Source document >>
━━━━━━━━━━━━━━━━━━━━
Multiprocessing Caveats

  • Windows/macOS and notebooks use the "spawn" start method. Always guard code with if __name__ == "__main__": when use_pool=True.
  • Define log_density and prior_transform at module top level. Avoid lambdas, inner functions, or closures; they are not pickleable for multiprocessing.Pool.
  • Notebooks: prefer use_pool=False. For parallel runs, move code into a .py script and run from the terminal.
  • Typical safe pattern:
    # my_script.py
    import numpy as np
    from parismc import Sampler, SamplerConfig
    
    def log_density(x):
        x = np.atleast_2d(x)
        return -0.5 * np.sum(x**2, axis=1)
    
    def main():
        ndim = 2; n_seed = 5
        cfg = SamplerConfig(use_pool=True, n_pool=4)
━━━━━━━━━━━━━━━━━━━━
Data shown >>
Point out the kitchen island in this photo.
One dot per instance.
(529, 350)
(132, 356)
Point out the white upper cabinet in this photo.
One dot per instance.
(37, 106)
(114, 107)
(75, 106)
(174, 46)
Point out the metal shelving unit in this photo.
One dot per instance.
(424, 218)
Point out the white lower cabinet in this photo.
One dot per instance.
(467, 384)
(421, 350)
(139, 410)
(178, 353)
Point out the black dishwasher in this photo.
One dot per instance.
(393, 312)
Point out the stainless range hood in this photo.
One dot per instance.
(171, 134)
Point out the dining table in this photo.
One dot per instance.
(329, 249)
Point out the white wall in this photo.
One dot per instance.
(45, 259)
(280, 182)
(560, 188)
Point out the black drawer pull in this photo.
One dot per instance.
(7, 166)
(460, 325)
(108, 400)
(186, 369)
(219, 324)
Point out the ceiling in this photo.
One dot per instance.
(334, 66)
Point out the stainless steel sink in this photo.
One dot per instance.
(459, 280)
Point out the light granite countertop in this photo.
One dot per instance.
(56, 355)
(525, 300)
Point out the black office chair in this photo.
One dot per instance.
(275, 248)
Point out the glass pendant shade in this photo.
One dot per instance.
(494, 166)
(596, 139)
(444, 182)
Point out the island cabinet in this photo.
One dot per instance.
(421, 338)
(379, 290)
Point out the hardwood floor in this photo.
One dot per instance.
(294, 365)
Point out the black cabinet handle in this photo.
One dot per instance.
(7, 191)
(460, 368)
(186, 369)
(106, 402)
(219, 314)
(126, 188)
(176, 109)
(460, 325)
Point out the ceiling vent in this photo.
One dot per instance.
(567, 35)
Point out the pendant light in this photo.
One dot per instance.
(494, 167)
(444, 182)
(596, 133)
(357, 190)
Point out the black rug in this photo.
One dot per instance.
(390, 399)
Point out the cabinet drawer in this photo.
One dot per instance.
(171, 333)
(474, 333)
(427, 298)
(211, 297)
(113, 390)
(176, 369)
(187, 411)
━━━━━━━━━━━━━━━━━━━━
Your tasks >>
[A] According to the multiprocessing caveats, which start method do Windows, macOS, and notebooks use?
[B] Set down the multiprocessing caveats text between "Multiprocessing Caveats" and "x = np.atleast_2d(x)", inclusive.
[C] Rewrite the bullet in the multiprocessing caveats that begins "Define log_density and prior_transform" as one shorter sentence that keeps its main facts.
The records aren't needed here.

Task-by-task results >>
[A] They use the "spawn" start method.

[B]
Multiprocessing Caveats

  • Windows/macOS and notebooks use the "spawn" start method. Always guard code with if __name__ == "__main__": when use_pool=True.
  • Define log_density and prior_transform at module top level. Avoid lambdas, inner functions, or closures; they are not pickleable for multiprocessing.Pool.
  • Notebooks: prefer use_pool=False. For parallel runs, move code into a .py script and run from the terminal.
  • Typical safe pattern:
    # my_script.py
    import numpy as np
    from parismc import Sampler, SamplerConfig
    
    def log_density(x):
        x = np.atleast_2d(x)

[C] Place log_density and prior_transform at module top level, since lambdas, inner functions, and closures can't be pickled for multiprocessing.Pool.